Task statement -> Scale the records between the line holding "Can you confirm whether any concrete" and the line holding "xmin=92 ymin=244 xmax=668 ymax=421", inclusive. Write each of those lines again, including the request, with every box coordinate in the answers multiplied by 0.8 and rounded to a whole number (halves round up), and give only those lines.
** Begin **
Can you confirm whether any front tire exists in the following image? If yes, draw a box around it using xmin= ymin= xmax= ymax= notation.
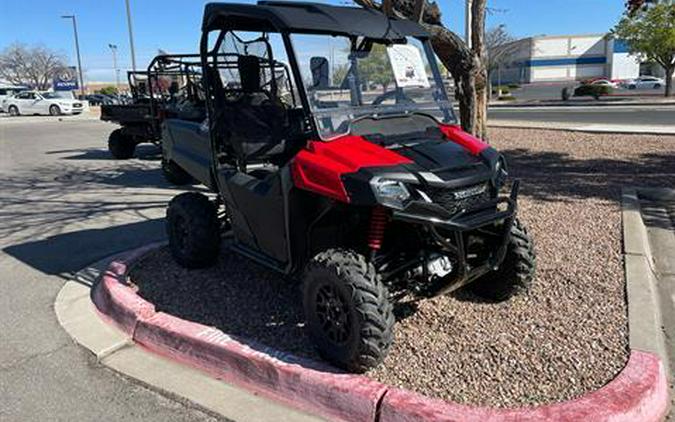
xmin=166 ymin=192 xmax=220 ymax=268
xmin=162 ymin=159 xmax=194 ymax=186
xmin=108 ymin=129 xmax=136 ymax=160
xmin=470 ymin=219 xmax=536 ymax=302
xmin=303 ymin=249 xmax=395 ymax=373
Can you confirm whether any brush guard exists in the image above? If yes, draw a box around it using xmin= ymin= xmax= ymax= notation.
xmin=392 ymin=180 xmax=520 ymax=295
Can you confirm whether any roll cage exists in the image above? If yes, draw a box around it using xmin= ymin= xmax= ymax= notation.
xmin=200 ymin=1 xmax=452 ymax=173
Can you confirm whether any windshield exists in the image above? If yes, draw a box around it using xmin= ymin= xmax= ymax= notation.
xmin=292 ymin=34 xmax=454 ymax=139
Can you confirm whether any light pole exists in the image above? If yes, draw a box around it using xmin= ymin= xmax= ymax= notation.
xmin=125 ymin=0 xmax=136 ymax=72
xmin=61 ymin=15 xmax=84 ymax=95
xmin=464 ymin=0 xmax=473 ymax=48
xmin=108 ymin=44 xmax=120 ymax=94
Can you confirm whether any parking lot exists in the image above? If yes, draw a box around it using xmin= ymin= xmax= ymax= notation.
xmin=0 ymin=116 xmax=219 ymax=421
xmin=0 ymin=111 xmax=675 ymax=421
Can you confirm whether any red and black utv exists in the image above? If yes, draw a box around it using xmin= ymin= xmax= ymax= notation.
xmin=166 ymin=1 xmax=535 ymax=372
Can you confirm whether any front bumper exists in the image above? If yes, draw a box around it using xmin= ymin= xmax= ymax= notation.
xmin=392 ymin=180 xmax=520 ymax=295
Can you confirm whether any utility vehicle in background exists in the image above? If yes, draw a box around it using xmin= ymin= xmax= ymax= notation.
xmin=101 ymin=54 xmax=204 ymax=184
xmin=164 ymin=2 xmax=535 ymax=372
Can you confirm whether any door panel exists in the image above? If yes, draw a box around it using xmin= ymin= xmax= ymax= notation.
xmin=220 ymin=172 xmax=288 ymax=263
xmin=162 ymin=119 xmax=211 ymax=187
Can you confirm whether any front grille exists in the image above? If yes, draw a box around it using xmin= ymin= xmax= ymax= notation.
xmin=425 ymin=183 xmax=491 ymax=214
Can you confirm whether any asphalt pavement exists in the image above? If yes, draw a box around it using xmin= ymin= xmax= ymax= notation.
xmin=488 ymin=105 xmax=675 ymax=126
xmin=0 ymin=117 xmax=222 ymax=422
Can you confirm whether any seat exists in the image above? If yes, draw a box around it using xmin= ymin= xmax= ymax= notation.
xmin=223 ymin=56 xmax=290 ymax=163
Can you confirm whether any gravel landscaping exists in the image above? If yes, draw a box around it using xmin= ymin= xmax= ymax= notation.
xmin=131 ymin=129 xmax=675 ymax=407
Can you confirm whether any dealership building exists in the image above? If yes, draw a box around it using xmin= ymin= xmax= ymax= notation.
xmin=500 ymin=34 xmax=658 ymax=83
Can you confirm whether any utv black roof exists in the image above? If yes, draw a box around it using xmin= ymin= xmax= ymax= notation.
xmin=202 ymin=1 xmax=429 ymax=40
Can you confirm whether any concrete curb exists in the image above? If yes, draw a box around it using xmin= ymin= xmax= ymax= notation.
xmin=92 ymin=245 xmax=668 ymax=421
xmin=621 ymin=188 xmax=670 ymax=374
xmin=488 ymin=100 xmax=675 ymax=108
xmin=92 ymin=244 xmax=668 ymax=421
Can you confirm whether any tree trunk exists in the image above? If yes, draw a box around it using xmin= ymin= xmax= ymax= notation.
xmin=353 ymin=0 xmax=488 ymax=138
xmin=666 ymin=66 xmax=675 ymax=97
xmin=425 ymin=25 xmax=480 ymax=136
xmin=471 ymin=0 xmax=489 ymax=139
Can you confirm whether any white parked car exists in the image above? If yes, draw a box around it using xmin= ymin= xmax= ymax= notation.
xmin=0 ymin=85 xmax=28 ymax=113
xmin=591 ymin=79 xmax=619 ymax=88
xmin=626 ymin=76 xmax=666 ymax=89
xmin=3 ymin=91 xmax=84 ymax=116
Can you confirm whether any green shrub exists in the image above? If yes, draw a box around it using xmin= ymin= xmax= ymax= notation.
xmin=574 ymin=85 xmax=612 ymax=100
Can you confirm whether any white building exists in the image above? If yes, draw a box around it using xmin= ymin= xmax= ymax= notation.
xmin=494 ymin=34 xmax=640 ymax=83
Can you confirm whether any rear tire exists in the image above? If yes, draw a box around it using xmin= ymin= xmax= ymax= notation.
xmin=162 ymin=159 xmax=194 ymax=186
xmin=303 ymin=249 xmax=395 ymax=372
xmin=469 ymin=219 xmax=536 ymax=302
xmin=108 ymin=129 xmax=136 ymax=160
xmin=166 ymin=192 xmax=220 ymax=268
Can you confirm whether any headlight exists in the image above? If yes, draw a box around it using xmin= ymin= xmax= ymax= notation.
xmin=494 ymin=156 xmax=509 ymax=188
xmin=370 ymin=179 xmax=410 ymax=209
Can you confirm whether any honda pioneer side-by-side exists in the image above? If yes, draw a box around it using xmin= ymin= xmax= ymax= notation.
xmin=166 ymin=1 xmax=535 ymax=372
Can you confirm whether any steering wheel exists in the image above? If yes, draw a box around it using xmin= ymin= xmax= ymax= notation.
** End **
Final answer ->
Can you confirm whether any concrete curb exists in the image above? If yes, draw a box around it using xmin= ymin= xmax= ymax= notation.
xmin=74 ymin=196 xmax=534 ymax=337
xmin=497 ymin=150 xmax=536 ymax=299
xmin=390 ymin=80 xmax=540 ymax=86
xmin=74 ymin=195 xmax=534 ymax=337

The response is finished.